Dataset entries

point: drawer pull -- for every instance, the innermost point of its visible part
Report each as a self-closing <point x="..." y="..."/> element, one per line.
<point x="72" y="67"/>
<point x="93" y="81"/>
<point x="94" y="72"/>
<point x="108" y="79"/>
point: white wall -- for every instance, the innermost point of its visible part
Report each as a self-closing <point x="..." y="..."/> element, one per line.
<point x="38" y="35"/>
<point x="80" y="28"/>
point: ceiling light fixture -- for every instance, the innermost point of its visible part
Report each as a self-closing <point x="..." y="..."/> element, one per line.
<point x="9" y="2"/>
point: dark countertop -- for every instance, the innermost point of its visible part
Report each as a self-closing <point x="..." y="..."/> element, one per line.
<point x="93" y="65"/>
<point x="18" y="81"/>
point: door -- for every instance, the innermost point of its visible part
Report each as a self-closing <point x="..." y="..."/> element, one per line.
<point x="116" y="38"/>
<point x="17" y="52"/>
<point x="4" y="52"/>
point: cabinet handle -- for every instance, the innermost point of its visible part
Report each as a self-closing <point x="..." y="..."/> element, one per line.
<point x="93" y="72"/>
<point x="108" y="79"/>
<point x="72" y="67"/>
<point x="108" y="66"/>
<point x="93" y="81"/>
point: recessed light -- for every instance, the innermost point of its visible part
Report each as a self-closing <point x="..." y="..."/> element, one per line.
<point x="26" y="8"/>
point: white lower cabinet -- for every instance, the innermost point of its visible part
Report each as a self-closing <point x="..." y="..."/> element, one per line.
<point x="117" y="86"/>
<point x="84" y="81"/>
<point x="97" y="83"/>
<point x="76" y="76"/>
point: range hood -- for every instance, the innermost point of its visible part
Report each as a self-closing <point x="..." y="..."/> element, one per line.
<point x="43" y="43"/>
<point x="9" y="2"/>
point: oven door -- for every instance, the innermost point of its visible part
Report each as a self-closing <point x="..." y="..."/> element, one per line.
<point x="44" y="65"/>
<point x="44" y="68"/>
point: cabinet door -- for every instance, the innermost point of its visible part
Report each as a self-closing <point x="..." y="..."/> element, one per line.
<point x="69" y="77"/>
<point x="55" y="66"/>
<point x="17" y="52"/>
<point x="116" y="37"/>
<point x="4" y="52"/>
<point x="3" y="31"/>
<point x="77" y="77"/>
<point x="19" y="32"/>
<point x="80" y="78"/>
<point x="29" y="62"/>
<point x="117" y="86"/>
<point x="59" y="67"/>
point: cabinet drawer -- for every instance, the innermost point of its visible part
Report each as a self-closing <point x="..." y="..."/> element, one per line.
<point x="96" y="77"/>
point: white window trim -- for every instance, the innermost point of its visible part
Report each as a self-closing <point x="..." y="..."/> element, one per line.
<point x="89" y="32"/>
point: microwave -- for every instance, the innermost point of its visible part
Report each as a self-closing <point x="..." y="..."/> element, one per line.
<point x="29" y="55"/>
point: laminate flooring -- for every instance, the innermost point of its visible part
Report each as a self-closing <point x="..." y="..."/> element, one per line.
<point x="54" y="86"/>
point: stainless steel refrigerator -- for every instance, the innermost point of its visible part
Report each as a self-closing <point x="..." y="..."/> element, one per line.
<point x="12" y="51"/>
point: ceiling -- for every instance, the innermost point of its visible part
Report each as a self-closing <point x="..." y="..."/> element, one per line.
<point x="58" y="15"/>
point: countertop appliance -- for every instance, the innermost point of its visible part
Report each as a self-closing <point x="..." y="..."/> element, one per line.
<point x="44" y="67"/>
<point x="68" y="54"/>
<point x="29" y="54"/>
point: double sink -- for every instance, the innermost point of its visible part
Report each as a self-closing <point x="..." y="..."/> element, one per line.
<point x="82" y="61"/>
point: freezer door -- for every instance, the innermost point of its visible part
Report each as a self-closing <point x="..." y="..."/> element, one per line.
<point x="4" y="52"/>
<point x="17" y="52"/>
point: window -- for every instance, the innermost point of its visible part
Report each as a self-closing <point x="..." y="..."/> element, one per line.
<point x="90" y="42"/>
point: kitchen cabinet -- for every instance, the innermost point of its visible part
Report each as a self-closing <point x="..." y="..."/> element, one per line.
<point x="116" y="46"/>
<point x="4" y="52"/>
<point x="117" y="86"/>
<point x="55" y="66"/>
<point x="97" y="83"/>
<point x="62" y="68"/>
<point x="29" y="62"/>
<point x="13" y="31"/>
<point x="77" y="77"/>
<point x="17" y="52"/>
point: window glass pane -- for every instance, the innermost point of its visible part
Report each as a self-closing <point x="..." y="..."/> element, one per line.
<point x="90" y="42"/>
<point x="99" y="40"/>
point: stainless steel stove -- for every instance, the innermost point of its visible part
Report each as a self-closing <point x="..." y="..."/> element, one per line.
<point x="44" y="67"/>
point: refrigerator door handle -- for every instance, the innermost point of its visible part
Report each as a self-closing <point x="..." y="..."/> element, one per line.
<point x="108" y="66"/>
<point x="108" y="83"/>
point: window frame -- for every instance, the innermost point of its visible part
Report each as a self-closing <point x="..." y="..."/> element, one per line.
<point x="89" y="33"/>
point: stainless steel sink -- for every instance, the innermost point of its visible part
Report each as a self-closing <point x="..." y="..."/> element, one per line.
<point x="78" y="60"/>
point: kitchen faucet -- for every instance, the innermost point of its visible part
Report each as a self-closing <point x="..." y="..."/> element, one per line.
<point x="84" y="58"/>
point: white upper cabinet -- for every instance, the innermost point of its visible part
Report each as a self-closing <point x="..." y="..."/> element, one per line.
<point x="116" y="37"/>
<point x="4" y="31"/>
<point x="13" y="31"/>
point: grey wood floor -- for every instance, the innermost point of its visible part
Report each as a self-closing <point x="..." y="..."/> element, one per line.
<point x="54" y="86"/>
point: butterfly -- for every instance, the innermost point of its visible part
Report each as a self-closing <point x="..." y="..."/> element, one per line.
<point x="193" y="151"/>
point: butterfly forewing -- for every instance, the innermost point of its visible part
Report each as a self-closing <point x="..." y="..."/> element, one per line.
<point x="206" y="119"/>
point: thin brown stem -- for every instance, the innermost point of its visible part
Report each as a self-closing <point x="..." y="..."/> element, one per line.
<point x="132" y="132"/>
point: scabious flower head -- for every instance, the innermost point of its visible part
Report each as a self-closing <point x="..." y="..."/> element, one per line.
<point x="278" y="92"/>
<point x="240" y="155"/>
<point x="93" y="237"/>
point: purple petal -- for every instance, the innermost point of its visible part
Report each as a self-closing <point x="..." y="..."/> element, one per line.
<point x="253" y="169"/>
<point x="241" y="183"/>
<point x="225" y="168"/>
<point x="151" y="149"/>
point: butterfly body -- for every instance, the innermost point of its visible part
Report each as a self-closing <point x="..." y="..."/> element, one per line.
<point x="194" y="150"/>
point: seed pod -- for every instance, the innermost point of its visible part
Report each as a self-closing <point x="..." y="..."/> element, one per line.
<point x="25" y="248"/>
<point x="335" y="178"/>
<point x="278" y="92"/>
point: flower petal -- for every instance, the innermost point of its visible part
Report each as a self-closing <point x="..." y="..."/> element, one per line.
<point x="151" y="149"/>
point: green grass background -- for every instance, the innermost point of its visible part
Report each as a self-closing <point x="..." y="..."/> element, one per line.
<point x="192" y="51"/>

* PROBLEM STATEMENT *
The answer is every entry, copied word for word.

* EXERCISE SOLUTION *
point: drawer pull -- for every instance, the innermost point of its visible part
Report each as a self-closing <point x="..." y="..."/> element, one per line.
<point x="72" y="67"/>
<point x="93" y="81"/>
<point x="94" y="72"/>
<point x="108" y="79"/>
point: white wall -- for every instance, the innermost point of its visible part
Report each as a self-closing <point x="..." y="..."/> element, one per line.
<point x="38" y="35"/>
<point x="80" y="28"/>
point: ceiling light fixture -- for every instance, the innermost point of its visible part
Report each as a self-closing <point x="..." y="..."/> element, one per line.
<point x="9" y="2"/>
point: dark countertop -- for every instance, the innermost point of its visible part
Report each as a self-closing <point x="..." y="..."/> element, one per line.
<point x="93" y="65"/>
<point x="18" y="81"/>
point: door -- for every instance, the innermost point of its visible part
Report each as a self-closing <point x="..." y="..."/> element, one per line.
<point x="116" y="38"/>
<point x="17" y="52"/>
<point x="4" y="52"/>
point: cabinet handle -- for every instance, the innermost point of its visible part
Report each as a self-closing <point x="..." y="..."/> element, one per line.
<point x="93" y="72"/>
<point x="108" y="79"/>
<point x="72" y="67"/>
<point x="108" y="66"/>
<point x="93" y="81"/>
point: recessed light -- for every instance, the innermost point of its visible part
Report each as a self-closing <point x="..." y="..."/> element, one per line.
<point x="26" y="8"/>
point: white lower cabinet -- for every instance, the innermost point of its visible part
Report each as a self-closing <point x="..." y="..."/> element, one per line.
<point x="117" y="86"/>
<point x="84" y="81"/>
<point x="97" y="83"/>
<point x="76" y="76"/>
point: range hood -- for every instance, the innermost point of its visible part
Report each as a self-closing <point x="..." y="..."/> element, one per line.
<point x="43" y="43"/>
<point x="9" y="2"/>
point: oven door -- for every instance, the innermost point of its visible part
Report each as a self-closing <point x="..." y="..."/> element, one per line.
<point x="44" y="65"/>
<point x="44" y="68"/>
point: cabinet door -- for every instance, the innermost point of its visible part
Report each as a self-closing <point x="..." y="..."/> element, one per line.
<point x="69" y="77"/>
<point x="55" y="66"/>
<point x="17" y="52"/>
<point x="116" y="37"/>
<point x="4" y="52"/>
<point x="3" y="31"/>
<point x="77" y="77"/>
<point x="19" y="32"/>
<point x="80" y="78"/>
<point x="29" y="62"/>
<point x="117" y="86"/>
<point x="59" y="67"/>
point: cabinet drawer -- for every instance, the innermost point of its visible part
Report each as a self-closing <point x="..." y="..."/> element, one per line.
<point x="96" y="77"/>
point: white window trim -- for every instance, the innermost point of its visible part
Report each as a self-closing <point x="..." y="..."/> element, one per line.
<point x="89" y="32"/>
point: microwave -- for every instance, the innermost point of its visible part
Report each as a self-closing <point x="..." y="..."/> element, one per line.
<point x="29" y="55"/>
point: laminate flooring -- for every instance, the innermost point of its visible part
Report each as a self-closing <point x="..." y="..."/> element, one per line.
<point x="54" y="86"/>
point: stainless steel refrigerator -- for every instance, the innermost point of its visible part
Report each as a self-closing <point x="..." y="..."/> element, one per line.
<point x="12" y="51"/>
point: ceiling -- for every instance, the innermost point of its visible part
Report each as a self-closing <point x="..." y="..."/> element, one per line.
<point x="58" y="15"/>
point: countertop appliance -- for every instance, the innermost point of its visible part
Report each as a self-closing <point x="..." y="..."/> element, one per line.
<point x="44" y="67"/>
<point x="68" y="54"/>
<point x="29" y="54"/>
point: double sink -- for every instance, the innermost point of its visible part
Report each as a self-closing <point x="..." y="..."/> element, one per line.
<point x="82" y="61"/>
point: freezer door -- for every instance, the innermost point of its visible part
Report each as a self-closing <point x="..." y="..."/> element, one per line.
<point x="4" y="52"/>
<point x="17" y="52"/>
point: window -- for every instance, the innermost point of its visible part
Report each as a self-closing <point x="..." y="..."/> element, one per line.
<point x="90" y="42"/>
point: kitchen cabinet -- for every instance, the innermost point of its visible part
Report each as a self-closing <point x="..." y="..."/> element, one per line.
<point x="116" y="46"/>
<point x="4" y="52"/>
<point x="117" y="86"/>
<point x="55" y="66"/>
<point x="97" y="83"/>
<point x="62" y="68"/>
<point x="29" y="62"/>
<point x="13" y="31"/>
<point x="77" y="77"/>
<point x="17" y="52"/>
point: window glass pane -- for every instance, the innermost point of its visible part
Report each as a self-closing <point x="..." y="..."/> element, one per line.
<point x="90" y="42"/>
<point x="99" y="40"/>
point: stainless steel stove -- for every instance, the innermost point of its visible part
Report each as a self-closing <point x="..." y="..."/> element, one per line.
<point x="44" y="67"/>
point: refrigerator door handle -- for every instance, the innermost point of its visible part
Report each as a self-closing <point x="..." y="..."/> element, one per line.
<point x="108" y="66"/>
<point x="108" y="83"/>
point: window frame -- for every instance, the innermost point of its visible part
Report each as a self-closing <point x="..." y="..."/> element, one per line.
<point x="89" y="33"/>
point: stainless steel sink -- for every instance, the innermost point of its visible part
Report each as a self-closing <point x="..." y="..."/> element, one per line.
<point x="78" y="60"/>
point: kitchen faucet -- for every instance, the innermost point of its visible part
Report each as a self-closing <point x="..." y="..."/> element, one per line.
<point x="84" y="58"/>
point: white upper cabinet -- for every instance, the innermost point of its visible part
Report each as a self-closing <point x="..." y="..."/> element, one per line.
<point x="116" y="37"/>
<point x="4" y="31"/>
<point x="13" y="31"/>
point: grey wood floor -- for every instance, the innermost point of its visible part
Report each as a self-closing <point x="..." y="..."/> element, one per line.
<point x="54" y="86"/>
point: butterfly -- for every instance, the innermost point of its visible part
Report each as a self-closing <point x="..." y="..."/> element, one per line.
<point x="193" y="151"/>
point: butterfly forewing -- for every instance, the innermost point of its visible part
Report each as a self-closing <point x="..." y="..."/> element, one per line.
<point x="206" y="119"/>
point: thin brown stem -- for every instance, the innermost point of its visible part
Report each as a self-closing <point x="..." y="..."/> element, one per line.
<point x="132" y="132"/>
point: scabious flower head -- for every instance, the innermost point of its visible part
Report each as a self-closing <point x="..." y="..."/> element, one per line.
<point x="278" y="92"/>
<point x="240" y="155"/>
<point x="93" y="237"/>
point: purple petal -- for every instance, the innermost point of its visible part
Report each as a self-closing <point x="..." y="..."/> element, one per line.
<point x="253" y="169"/>
<point x="241" y="183"/>
<point x="225" y="168"/>
<point x="151" y="149"/>
point: butterfly body -- for every instance, the innermost point of its visible part
Report each as a self-closing <point x="..." y="..."/> element, one per line.
<point x="194" y="150"/>
point: seed pod -- for every instance, the innermost point of its visible part
Report each as a self-closing <point x="..." y="..."/> element, one per line.
<point x="25" y="248"/>
<point x="335" y="178"/>
<point x="278" y="92"/>
point: flower petal -- for every instance, the innermost point of its visible part
Report each as a self-closing <point x="..." y="..."/> element, one per line.
<point x="151" y="149"/>
point: green grass background -- for every instance, the innermost point of its visible part
Report each as a self-closing <point x="..." y="..."/> element, one per line.
<point x="192" y="51"/>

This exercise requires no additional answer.